* Textauszug *
Wenn die Hochschulrektoren tagen, begegnen einem Menschen mit Zuwanderungsgeschichte fast nur beim Geschirrabräumen. Höchste Zeit, dass sich auch Unis mit ihren Vorurteilen auseinandersetzen.
EIGENTLICH ERSTAUNLICH, welchen Wirbel ein Zitat auslösen kann, das bei genauerem Hinsehen eine Selbstverständlichkeit benennt. Dass es auch in Deutschland "latenten Rassismus in den Reihen der Sicherheitskräfte" gebe, hatte SPD-Chefin Saskia Esken Anfang Juni den Zeitungen der Funke Mediengruppe gesagt – und erntete dafür so heftige Proteste, dass sie sich Tage später gezwungen sah klarzustellen: Es sei nicht ihre Absicht gewesen, die Polizeibeamten "unter Generalverdacht" zu stellen.
Dabei hatte Esken das gar nicht getan. Sie hatte nie behauptet, dass alle Polizisten oder auch nur die Mehrheit der Beamten Rassisten seien. Das Erschreckende ist: Käme jemand daher und würde verkünden, dass es keinerlei Rassismus in den Reihen der Sicherheitskräfte gebe, würde er damit vermutlich weniger Entrüstung verursachen als Esken mit ihrem Satz. Und das ist das eigentliche Problem.

* Datenauszug *
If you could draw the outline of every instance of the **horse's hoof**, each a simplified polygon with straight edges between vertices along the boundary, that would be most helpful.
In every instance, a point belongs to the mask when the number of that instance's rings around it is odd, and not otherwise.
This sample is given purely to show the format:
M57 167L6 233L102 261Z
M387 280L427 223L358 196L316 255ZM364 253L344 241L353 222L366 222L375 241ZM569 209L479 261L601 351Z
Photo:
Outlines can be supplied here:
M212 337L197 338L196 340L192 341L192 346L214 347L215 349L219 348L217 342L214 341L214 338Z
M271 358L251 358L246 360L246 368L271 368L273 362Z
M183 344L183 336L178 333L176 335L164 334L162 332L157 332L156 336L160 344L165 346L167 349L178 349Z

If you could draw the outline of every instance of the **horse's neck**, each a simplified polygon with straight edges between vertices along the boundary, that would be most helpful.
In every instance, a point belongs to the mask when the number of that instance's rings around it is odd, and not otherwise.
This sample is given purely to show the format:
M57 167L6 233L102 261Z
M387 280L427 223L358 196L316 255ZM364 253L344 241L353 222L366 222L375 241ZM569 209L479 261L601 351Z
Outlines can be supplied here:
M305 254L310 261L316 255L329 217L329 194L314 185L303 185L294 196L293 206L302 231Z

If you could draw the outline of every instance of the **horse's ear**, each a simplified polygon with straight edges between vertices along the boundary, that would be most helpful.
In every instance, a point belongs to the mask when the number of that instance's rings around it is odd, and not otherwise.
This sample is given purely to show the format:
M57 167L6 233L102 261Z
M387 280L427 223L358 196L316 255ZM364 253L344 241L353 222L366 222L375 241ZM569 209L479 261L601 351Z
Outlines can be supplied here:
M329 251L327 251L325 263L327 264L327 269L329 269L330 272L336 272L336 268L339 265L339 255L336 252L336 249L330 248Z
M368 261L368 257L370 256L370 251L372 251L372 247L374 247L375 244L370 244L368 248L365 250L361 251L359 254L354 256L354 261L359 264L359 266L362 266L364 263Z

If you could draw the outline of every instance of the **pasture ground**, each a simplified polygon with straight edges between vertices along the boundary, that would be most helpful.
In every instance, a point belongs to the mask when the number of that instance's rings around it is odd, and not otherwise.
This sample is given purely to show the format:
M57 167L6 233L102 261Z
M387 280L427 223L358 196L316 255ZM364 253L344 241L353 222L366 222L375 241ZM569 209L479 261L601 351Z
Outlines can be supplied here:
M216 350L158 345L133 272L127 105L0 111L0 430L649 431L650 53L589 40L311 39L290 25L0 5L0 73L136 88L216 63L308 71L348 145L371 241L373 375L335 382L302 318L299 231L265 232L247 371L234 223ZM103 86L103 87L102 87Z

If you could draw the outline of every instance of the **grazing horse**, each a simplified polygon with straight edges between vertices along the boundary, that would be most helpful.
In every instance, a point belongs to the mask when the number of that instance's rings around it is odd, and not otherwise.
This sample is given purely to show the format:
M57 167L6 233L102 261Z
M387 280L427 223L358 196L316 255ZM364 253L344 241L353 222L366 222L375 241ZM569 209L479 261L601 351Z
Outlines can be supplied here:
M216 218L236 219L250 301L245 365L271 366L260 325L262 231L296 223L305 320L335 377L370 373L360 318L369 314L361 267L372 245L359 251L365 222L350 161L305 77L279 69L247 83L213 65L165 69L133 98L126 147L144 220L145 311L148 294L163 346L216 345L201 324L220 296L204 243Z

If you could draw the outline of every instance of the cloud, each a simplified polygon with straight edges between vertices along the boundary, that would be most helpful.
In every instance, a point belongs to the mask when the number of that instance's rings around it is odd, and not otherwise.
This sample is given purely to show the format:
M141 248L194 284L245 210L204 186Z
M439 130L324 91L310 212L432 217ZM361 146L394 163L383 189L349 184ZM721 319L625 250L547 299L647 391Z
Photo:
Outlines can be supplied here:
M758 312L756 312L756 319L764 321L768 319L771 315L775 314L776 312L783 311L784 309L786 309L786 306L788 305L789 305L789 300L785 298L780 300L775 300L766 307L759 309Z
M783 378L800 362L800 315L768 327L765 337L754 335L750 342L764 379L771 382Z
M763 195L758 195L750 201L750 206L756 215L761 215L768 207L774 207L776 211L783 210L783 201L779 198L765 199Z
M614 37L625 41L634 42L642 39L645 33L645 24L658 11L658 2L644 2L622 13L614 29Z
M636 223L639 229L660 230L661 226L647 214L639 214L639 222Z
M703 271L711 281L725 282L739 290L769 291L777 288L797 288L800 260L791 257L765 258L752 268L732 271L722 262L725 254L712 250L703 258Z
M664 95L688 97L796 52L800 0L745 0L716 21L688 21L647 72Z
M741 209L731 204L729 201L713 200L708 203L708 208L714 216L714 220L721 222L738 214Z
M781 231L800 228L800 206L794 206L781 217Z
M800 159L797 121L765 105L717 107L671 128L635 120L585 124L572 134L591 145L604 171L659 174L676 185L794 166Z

* Arbeitsauftrag A *
Übertragen Sie aus dem Textauszug den Abschnitt von "Dabei hatte Esken" bis "das eigentliche Problem." wortgetreu.
* Arbeitsauftrag B *
Beantworten Sie anhand des Textauszugs die folgenden Fragen:
(i) Bei welcher Tätigkeit begegnet man bei Tagungen der Hochschulrektoren Menschen mit Zuwanderungsgeschichte fast ausschließlich?
(ii) Gegenüber welchen Zeitungen äußerte sich Saskia Esken Anfang Juni?
(iii) Was hat Esken laut dem Text nie behauptet?
Stützen Sie sich ausschließlich auf den Textauszug.

* Musterlösung A *
Dabei hatte Esken das gar nicht getan. Sie hatte nie behauptet, dass alle Polizisten oder auch nur die Mehrheit der Beamten Rassisten seien. Das Erschreckende ist: Käme jemand daher und würde verkünden, dass es keinerlei Rassismus in den Reihen der Sicherheitskräfte gebe, würde er damit vermutlich weniger Entrüstung verursachen als Esken mit ihrem Satz. Und das ist das eigentliche Problem.

* Musterlösung B *
(i) Beim Geschirrabräumen.
(ii) Gegenüber den Zeitungen der Funke Mediengruppe.
(iii) Dass alle Polizisten oder auch nur die Mehrheit der Beamten Rassisten seien.